Article:
Bureau of Economic Geology, The University of Texas at Austin (www.beg.utexas.edu).
SPE Distingushed Lecture Series Luncheon Presentation, February 24, 2004, Austin, Texas
Knowledge of where natural fractures are abundant, open, and capable of transmitting fluid would aid exploration, development, and management of many petroleum reservoirs. Yet this information is usually lacking because conventional analysis of vertical wellbores provides only nonsystematic and incomplete samples of fracture arrays because of the inherent limitations of conventional characterization methods. Thanks to the advent of logging tools that image fractures in the wellbore wall and coring procedures that maintain core integrity in fractured rock, log- and core-based methods usually provide some information on fracture attributes. Yet data are commonly incomplete; the reason is that meaningful samples of fracture networks are inherently difficult to obtain because the probability of intercepting vertical fractures with vertical wells is exceedingly small. For the many areas where large fractures are moderately to widely separate or are arrayed in swarms, even the most complete logging and coring program will frequently miss large fractures. Consequently, a central challenge of subsurface fracture characterization is obtaining data on essential fracture attributes where direct observation is unlikely. Lack of ground truth about fracture attributes prevents predictive models from being tested in a meaningful way and detracts from the effectiveness of fluid flow modeling.

Data excerpt:
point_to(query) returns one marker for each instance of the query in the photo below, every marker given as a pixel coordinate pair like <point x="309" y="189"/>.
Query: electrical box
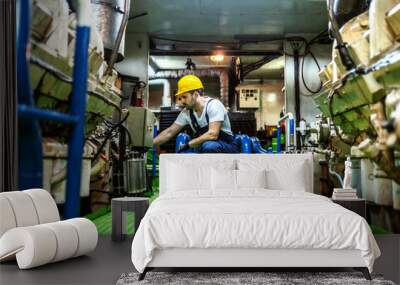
<point x="140" y="124"/>
<point x="249" y="98"/>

Set task: Please extend the passage on characterizing natural fractures in petroleum reservoirs, continuing from its last sentence.

Reply to the exercise:
Recent studies show that more systematic and complete data can be acquired by substituting other observations as surrogates for direct fracture measurements. These surrogates are primarily microstructures that do not contribute to fluid flow. Among the parameters that can be accurately assessed using these novel but inexpensive surrogate characterization techniques are fracture orientation, intensity, clustering, and whether large fractures are open or sealed. Tests in exploration and development settings in a wide range of siliciclastic and carbonate reservoirs demonstrates that these methods work and that they can identify fracture targets and quantify parameters essential for accurate fractured reservoir fluid flow modeling when conventional methods fail. Although discrete-fracture modeling provides the most realistic portrayal of fluid flow through fractured rock, this technique is computationally infeasible for simulation of the large volumes in a fractured hydrocarbon field. Dualporosity simulation is the dominant technique for this reason.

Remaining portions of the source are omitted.